→ **TASK GOAL**:
Arrange every line of the listing below as a numbered list, skipping blank lines and leaving out the pictures.

→ **SUPPLIED ENTRIES**:
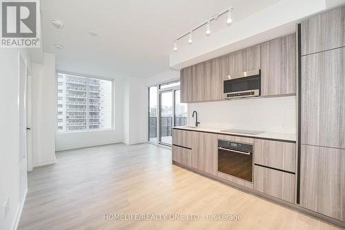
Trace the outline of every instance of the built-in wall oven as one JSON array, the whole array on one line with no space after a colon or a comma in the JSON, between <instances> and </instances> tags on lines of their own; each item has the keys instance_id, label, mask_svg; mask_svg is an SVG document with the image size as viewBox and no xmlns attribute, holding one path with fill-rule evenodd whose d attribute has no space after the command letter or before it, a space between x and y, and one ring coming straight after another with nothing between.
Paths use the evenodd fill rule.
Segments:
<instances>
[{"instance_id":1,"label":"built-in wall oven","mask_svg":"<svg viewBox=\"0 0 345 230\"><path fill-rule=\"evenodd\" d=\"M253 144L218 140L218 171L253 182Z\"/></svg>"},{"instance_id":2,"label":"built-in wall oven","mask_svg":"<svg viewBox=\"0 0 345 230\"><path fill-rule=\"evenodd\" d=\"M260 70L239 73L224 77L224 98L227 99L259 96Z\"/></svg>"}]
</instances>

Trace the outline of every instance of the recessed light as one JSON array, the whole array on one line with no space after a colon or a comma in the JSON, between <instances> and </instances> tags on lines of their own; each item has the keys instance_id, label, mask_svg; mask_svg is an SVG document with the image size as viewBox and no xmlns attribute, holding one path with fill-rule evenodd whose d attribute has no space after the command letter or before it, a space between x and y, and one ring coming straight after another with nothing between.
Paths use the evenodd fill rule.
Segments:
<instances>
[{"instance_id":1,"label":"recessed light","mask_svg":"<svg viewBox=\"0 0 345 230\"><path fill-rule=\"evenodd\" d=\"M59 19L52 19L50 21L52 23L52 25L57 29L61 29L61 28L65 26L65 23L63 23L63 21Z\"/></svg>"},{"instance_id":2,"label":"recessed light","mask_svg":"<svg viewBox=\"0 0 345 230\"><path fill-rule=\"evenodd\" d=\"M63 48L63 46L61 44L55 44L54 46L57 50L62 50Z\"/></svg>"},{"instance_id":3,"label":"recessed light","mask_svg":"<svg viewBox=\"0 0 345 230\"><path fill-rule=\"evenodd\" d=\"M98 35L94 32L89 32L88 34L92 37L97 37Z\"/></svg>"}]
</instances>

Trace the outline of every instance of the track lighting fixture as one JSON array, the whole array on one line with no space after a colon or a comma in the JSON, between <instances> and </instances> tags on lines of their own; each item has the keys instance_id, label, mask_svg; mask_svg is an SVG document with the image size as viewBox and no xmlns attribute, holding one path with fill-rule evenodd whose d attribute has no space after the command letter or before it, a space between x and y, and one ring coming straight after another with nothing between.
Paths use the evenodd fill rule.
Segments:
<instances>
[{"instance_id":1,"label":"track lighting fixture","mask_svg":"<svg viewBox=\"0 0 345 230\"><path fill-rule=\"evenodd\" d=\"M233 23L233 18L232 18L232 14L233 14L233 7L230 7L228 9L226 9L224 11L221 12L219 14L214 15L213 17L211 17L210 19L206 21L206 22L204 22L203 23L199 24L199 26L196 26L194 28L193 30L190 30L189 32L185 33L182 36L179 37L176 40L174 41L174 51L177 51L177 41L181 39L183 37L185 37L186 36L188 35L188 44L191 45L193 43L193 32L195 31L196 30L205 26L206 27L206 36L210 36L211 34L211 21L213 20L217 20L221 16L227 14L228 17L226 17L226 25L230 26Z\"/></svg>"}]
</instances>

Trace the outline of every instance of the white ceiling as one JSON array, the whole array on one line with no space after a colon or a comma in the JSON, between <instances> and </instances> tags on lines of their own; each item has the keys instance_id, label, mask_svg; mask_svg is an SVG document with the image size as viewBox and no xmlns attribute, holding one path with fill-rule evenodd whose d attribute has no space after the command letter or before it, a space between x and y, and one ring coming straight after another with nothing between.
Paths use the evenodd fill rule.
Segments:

→ **RESPONSE TO THIS TASK**:
1. Trace the outline of every instance of the built-in wall oven as one JSON array, the whole array on one line with no space after a colon or a comma in the JSON, between <instances> and </instances> tags on lines of their own; each item has the keys instance_id, label, mask_svg; mask_svg is an SVG document with the image size as viewBox and no xmlns attribute, holding one path with fill-rule evenodd whose d attribute has no space after the command letter or before it, a space between x and y, and one ring coming straight after another with nothing between.
2. Paths use the evenodd fill rule.
3. Segments:
4. <instances>
5. [{"instance_id":1,"label":"built-in wall oven","mask_svg":"<svg viewBox=\"0 0 345 230\"><path fill-rule=\"evenodd\" d=\"M253 144L218 140L218 171L253 182Z\"/></svg>"},{"instance_id":2,"label":"built-in wall oven","mask_svg":"<svg viewBox=\"0 0 345 230\"><path fill-rule=\"evenodd\" d=\"M260 70L239 73L224 77L224 98L227 99L259 96Z\"/></svg>"}]
6. </instances>
7. Trace the outline of every instance of the recessed light as one JSON array, the whole array on one line with no space after a colon or a comma in the JSON, between <instances> and </instances> tags on lines of their own; each item has the keys instance_id, label, mask_svg; mask_svg is an SVG document with the image size as viewBox and no xmlns attribute, holding one path with fill-rule evenodd whose d attribute has no space after the command letter or before it, a space between x and y, and one ring coming straight after another with nothing between.
8. Paths use the evenodd fill rule.
9. Segments:
10. <instances>
11. [{"instance_id":1,"label":"recessed light","mask_svg":"<svg viewBox=\"0 0 345 230\"><path fill-rule=\"evenodd\" d=\"M59 19L52 19L50 21L52 23L52 25L57 29L61 29L61 28L65 26L65 23L63 23L63 21Z\"/></svg>"},{"instance_id":2,"label":"recessed light","mask_svg":"<svg viewBox=\"0 0 345 230\"><path fill-rule=\"evenodd\" d=\"M63 48L63 46L61 44L55 44L54 46L57 50L62 50Z\"/></svg>"},{"instance_id":3,"label":"recessed light","mask_svg":"<svg viewBox=\"0 0 345 230\"><path fill-rule=\"evenodd\" d=\"M98 35L94 32L89 32L88 34L92 37L97 37Z\"/></svg>"}]
12. </instances>
13. Trace the outline of every instance of the track lighting fixture as one JSON array, the whole array on one line with no space after a colon or a comma in the JSON, between <instances> and </instances> tags on lines of their own; each item has the keys instance_id, label, mask_svg; mask_svg is an SVG document with the image size as viewBox and no xmlns attribute, holding one path with fill-rule evenodd whose d attribute has no space after the command letter or before it, a space between x and y, and one ring coming straight after another with nothing between.
14. Paths use the evenodd fill rule.
15. Segments:
16. <instances>
17. [{"instance_id":1,"label":"track lighting fixture","mask_svg":"<svg viewBox=\"0 0 345 230\"><path fill-rule=\"evenodd\" d=\"M233 23L233 18L232 18L232 14L233 14L233 7L230 7L228 9L226 9L224 11L221 12L219 14L214 15L213 17L211 17L210 19L206 21L206 22L204 22L203 23L199 24L199 26L196 26L194 28L193 30L190 30L189 32L185 33L182 36L179 37L176 40L174 41L174 51L177 51L177 41L181 39L183 37L185 37L186 36L188 35L188 44L191 45L193 43L193 32L195 31L196 30L205 26L206 27L206 36L210 36L211 34L211 21L213 20L217 20L221 16L227 14L228 17L226 17L226 25L230 26Z\"/></svg>"}]
18. </instances>
19. Trace the outline of every instance of the white ceiling as one JSON array, the whole array on one line with no space after a colon or a comma in the JSON, between <instances> and </instances> tags on lines of their own; each item has the keys instance_id, label, mask_svg; mask_svg is an SVG document with the image size as viewBox and no xmlns attribute, holding one path with fill-rule evenodd whose d attribute has no space after the command letter or before it, a space between x and y, and one ring coming straight after another with nothing between.
20. Paths use the evenodd fill rule.
21. Segments:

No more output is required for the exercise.